◆ **Extracted data entries**

-=-=-=-=-

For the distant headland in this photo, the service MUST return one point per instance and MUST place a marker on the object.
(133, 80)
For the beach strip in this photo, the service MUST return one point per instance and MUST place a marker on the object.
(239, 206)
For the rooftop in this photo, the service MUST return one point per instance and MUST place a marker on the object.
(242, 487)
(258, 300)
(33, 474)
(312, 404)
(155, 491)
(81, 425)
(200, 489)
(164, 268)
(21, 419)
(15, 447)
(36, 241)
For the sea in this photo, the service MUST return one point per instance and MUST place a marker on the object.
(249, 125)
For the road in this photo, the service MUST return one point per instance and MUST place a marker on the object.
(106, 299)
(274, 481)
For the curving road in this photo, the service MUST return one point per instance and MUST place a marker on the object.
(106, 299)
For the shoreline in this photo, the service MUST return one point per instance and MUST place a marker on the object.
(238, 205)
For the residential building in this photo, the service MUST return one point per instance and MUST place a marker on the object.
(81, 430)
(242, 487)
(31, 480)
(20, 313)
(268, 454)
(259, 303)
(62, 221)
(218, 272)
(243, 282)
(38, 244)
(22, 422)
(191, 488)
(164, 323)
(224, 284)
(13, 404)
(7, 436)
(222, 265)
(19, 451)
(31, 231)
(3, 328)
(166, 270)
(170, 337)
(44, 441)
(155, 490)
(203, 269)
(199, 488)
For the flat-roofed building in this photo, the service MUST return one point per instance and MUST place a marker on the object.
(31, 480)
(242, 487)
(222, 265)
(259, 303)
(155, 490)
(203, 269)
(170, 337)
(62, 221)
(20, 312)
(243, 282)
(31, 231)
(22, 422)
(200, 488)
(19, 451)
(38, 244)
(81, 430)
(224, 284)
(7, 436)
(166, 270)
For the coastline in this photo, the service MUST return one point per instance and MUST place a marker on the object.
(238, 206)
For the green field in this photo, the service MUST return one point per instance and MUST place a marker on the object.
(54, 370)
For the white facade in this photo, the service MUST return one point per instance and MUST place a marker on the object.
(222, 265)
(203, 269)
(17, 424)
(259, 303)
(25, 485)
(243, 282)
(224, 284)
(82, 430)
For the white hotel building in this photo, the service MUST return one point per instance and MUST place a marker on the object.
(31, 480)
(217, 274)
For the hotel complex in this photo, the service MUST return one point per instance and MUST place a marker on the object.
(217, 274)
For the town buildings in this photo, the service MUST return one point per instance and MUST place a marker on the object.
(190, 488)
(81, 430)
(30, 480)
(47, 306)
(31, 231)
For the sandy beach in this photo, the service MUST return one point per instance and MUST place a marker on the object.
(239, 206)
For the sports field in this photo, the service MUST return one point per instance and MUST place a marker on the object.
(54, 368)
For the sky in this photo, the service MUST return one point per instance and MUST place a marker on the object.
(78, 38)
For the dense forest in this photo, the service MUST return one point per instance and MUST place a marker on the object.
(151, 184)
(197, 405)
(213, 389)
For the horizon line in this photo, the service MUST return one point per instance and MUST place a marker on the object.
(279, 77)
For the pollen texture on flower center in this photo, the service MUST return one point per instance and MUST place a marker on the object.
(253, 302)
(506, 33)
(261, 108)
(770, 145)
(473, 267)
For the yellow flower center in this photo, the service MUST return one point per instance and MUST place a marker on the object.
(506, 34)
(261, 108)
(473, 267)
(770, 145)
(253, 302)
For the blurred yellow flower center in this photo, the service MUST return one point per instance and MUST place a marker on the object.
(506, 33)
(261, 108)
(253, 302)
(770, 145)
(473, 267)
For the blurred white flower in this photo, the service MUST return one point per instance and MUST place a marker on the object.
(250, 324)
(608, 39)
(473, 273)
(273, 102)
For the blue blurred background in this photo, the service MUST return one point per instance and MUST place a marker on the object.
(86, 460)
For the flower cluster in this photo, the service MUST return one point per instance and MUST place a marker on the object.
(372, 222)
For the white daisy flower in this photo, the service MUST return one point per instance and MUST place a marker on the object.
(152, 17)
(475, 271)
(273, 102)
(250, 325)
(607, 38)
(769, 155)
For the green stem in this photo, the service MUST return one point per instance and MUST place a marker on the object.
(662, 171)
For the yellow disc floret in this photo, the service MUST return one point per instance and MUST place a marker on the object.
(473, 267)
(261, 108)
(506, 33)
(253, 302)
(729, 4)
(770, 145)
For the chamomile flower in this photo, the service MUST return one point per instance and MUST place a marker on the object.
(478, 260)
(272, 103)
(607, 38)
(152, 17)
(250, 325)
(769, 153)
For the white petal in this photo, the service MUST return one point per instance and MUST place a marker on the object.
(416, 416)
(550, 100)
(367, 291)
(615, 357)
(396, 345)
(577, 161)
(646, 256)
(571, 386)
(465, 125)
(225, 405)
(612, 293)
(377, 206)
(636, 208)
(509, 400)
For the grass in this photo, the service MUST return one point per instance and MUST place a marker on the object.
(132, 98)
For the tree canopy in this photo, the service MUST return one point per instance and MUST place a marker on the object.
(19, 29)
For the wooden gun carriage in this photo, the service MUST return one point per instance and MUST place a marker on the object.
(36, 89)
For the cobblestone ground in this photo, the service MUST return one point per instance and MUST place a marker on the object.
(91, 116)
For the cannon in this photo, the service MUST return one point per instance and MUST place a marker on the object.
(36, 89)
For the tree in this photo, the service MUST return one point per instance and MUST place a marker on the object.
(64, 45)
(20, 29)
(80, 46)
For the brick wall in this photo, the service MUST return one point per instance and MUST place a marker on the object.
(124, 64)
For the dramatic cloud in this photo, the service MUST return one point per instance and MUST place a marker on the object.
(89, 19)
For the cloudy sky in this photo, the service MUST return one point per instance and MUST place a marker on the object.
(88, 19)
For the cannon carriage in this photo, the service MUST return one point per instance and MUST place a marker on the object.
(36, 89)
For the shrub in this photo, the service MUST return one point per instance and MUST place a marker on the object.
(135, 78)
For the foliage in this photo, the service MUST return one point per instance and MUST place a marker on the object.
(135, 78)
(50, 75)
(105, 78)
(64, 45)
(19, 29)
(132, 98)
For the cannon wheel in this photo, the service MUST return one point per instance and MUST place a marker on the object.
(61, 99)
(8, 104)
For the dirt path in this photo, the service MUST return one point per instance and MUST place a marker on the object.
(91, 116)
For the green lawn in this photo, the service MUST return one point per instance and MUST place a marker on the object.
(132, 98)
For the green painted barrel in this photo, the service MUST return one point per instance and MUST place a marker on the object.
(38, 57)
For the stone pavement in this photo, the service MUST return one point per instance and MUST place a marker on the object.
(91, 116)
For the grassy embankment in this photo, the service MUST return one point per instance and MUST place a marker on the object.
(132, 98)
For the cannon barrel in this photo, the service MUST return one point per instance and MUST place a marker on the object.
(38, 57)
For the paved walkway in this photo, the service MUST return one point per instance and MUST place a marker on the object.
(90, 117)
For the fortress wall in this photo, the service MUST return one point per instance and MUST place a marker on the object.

-=-=-=-=-

◆ **THE TASK**
Reproduce every item above, substituting "the system" for "the service" wherever it occurs and keeping all other text unchanged.

◆ **RESPONSE TO THIS EXERCISE**
For the distant headland in this photo, the system MUST return one point per instance and MUST place a marker on the object.
(133, 80)
For the beach strip in this photo, the system MUST return one point per instance and MUST place a marker on the object.
(239, 206)
For the rooftop in this photo, the system MUST return one point per instance and MUST place a marker on the object.
(242, 487)
(258, 300)
(33, 474)
(312, 404)
(155, 491)
(81, 425)
(200, 489)
(164, 268)
(21, 419)
(15, 447)
(36, 241)
For the sea in this photo, the system MUST return one point per instance and MUST place a marker on the object.
(249, 125)
For the road in this photo, the system MUST return one point per instance and MUST place a marker on the object.
(106, 299)
(274, 481)
For the curving road in this photo, the system MUST return one point per instance and MUST place a marker on the object.
(106, 299)
For the shoreline in this photo, the system MUST return one point per instance and MUST place a marker on the object.
(238, 205)
For the residential building in this photo, the system MUST return one point per instance and MUST place a marker on the object.
(81, 430)
(242, 487)
(31, 480)
(20, 313)
(268, 454)
(259, 303)
(62, 221)
(218, 272)
(243, 282)
(38, 244)
(22, 422)
(191, 488)
(164, 323)
(224, 284)
(13, 404)
(7, 436)
(222, 265)
(19, 451)
(31, 231)
(3, 328)
(166, 270)
(170, 337)
(44, 441)
(155, 490)
(203, 269)
(199, 488)
For the flat-roofed building in this photo, the system MUST return one point per instance and MUST place a marker on the object.
(31, 480)
(242, 487)
(222, 265)
(259, 303)
(155, 490)
(203, 269)
(170, 337)
(62, 221)
(20, 312)
(243, 282)
(31, 231)
(22, 422)
(200, 488)
(19, 451)
(38, 244)
(81, 430)
(224, 284)
(7, 436)
(166, 270)
For the coastline in this photo, the system MUST return one point per instance and MUST place a marker on the object.
(238, 206)
For the green field in this photo, the system MUST return one point per instance and MUST place a marker on the object.
(54, 370)
For the white facade in this photo, the system MUST return one point per instance and MUST place a marker on the object.
(222, 265)
(203, 269)
(17, 424)
(259, 303)
(25, 485)
(243, 282)
(224, 284)
(82, 430)
For the white hotel building in this photo, the system MUST return one point per instance and MUST place a marker on the object.
(31, 480)
(217, 274)
For the hotel complex in this photo, the system MUST return one point per instance and MUST place a marker on the object.
(217, 274)
For the town buildings in this photo, the system MUST return one point per instance and MUST place a marker on the object.
(190, 488)
(81, 430)
(30, 480)
(47, 306)
(31, 231)
For the sandy beach in this photo, the system MUST return one point per instance and MUST place a marker on the object.
(239, 206)
For the sports field in this photo, the system MUST return one point per instance and MUST place a marker on the object.
(54, 368)
For the sky in this photo, the system MUST return one point per instance and MUST place a marker on the object.
(78, 38)
For the dense forest in this photo, the system MUST return one point per instance and MUST place a marker on the object.
(151, 184)
(197, 405)
(213, 389)
For the horizon line in this photo, the system MUST return one point per instance and MUST place a marker on the object.
(279, 77)
For the pollen texture on flower center in this photo, the system MUST return one point per instance and MUST place a marker on the object.
(253, 302)
(506, 33)
(261, 108)
(770, 145)
(473, 267)
For the yellow flower center in this photo, the system MUST return one point per instance and MUST place a marker on the object.
(506, 34)
(261, 108)
(473, 267)
(770, 145)
(253, 302)
For the blurred yellow flower center in this photo, the system MUST return one point per instance and MUST place a marker on the object.
(506, 33)
(261, 108)
(253, 302)
(770, 145)
(473, 267)
For the blurred white flower in this photo, the system MUST return one point per instance and MUST place a marker on the object.
(250, 324)
(608, 39)
(473, 273)
(273, 102)
For the blue blurred background in this photo, the system MUST return one point per instance and MUST place a marker on the object.
(86, 460)
For the flower cluster in this photo, the system MUST return one point per instance and MUST place a marker on the object.
(372, 222)
For the white daisy flower in this photo, the system MUST return one point per instance and MUST place a marker on the object.
(152, 17)
(475, 271)
(273, 102)
(250, 325)
(607, 38)
(769, 155)
For the green stem in this photo, the system MUST return one point per instance and MUST place a marker on the object.
(662, 171)
For the yellow disc floret in this photo, the system MUST return one point per instance and MUST place a marker on the object.
(473, 267)
(261, 108)
(506, 33)
(253, 302)
(729, 4)
(770, 145)
For the chamomile flower in this photo, the system MUST return one point per instance and MUST place a marker on the object.
(478, 260)
(272, 103)
(607, 38)
(152, 17)
(250, 325)
(769, 153)
For the white petal in this photo, the system MUST return one point per instance and MUST place a marker on the object.
(416, 416)
(550, 100)
(367, 291)
(615, 357)
(396, 345)
(577, 161)
(646, 256)
(571, 386)
(465, 125)
(225, 405)
(612, 293)
(377, 206)
(636, 208)
(509, 400)
For the grass in this photo, the system MUST return one point per instance and MUST place a marker on the object.
(132, 98)
For the tree canopy in this photo, the system MUST return one point per instance and MUST place a marker on the object.
(19, 29)
For the wooden gun carriage in this photo, the system MUST return one point per instance and MUST place a marker on the object.
(36, 89)
For the cobblestone ground in this photo, the system MUST return one point per instance and MUST place a marker on the object.
(91, 116)
For the cannon in this photo, the system MUST return one point per instance and MUST place a marker on the object.
(36, 89)
For the tree in this photo, the system MUST return one point per instance and MUST place a marker on the object.
(64, 45)
(20, 29)
(80, 46)
For the brick wall in this photo, the system MUST return one point per instance and MUST place a marker on the object.
(124, 64)
For the dramatic cloud in this photo, the system MUST return one point per instance and MUST place a marker on the object.
(89, 19)
For the cloudy sky in this photo, the system MUST return one point per instance and MUST place a marker on the object.
(88, 19)
For the cannon carriage in this photo, the system MUST return one point per instance and MUST place a marker on the object.
(36, 89)
For the shrub in this photo, the system MUST return one point per instance and MUST place a marker on the object.
(135, 78)
For the foliage in this photo, the system MUST return one point per instance and MUST place a marker on the object.
(135, 78)
(50, 75)
(105, 78)
(64, 45)
(19, 29)
(132, 98)
For the cannon wheel in this photo, the system MUST return one point per instance and MUST place a marker on the object.
(61, 99)
(8, 104)
For the dirt path in this photo, the system MUST return one point per instance and MUST place a marker on the object.
(91, 116)
For the green lawn in this photo, the system MUST return one point per instance and MUST place a marker on the object.
(132, 98)
For the green painted barrel in this photo, the system MUST return one point per instance and MUST place a marker on the object.
(38, 57)
For the stone pavement in this photo, the system MUST return one point per instance and MUST place a marker on the object.
(91, 116)
For the grassy embankment in this photo, the system MUST return one point per instance and MUST place a marker on the object.
(132, 98)
For the cannon barrel in this photo, the system MUST return one point per instance and MUST place a marker on the object.
(38, 57)
For the paved walkway in this photo, the system MUST return one point per instance and MUST place a marker on the object.
(90, 117)
For the fortress wall in this photo, the system MUST return one point per instance and MUST place a marker on the object.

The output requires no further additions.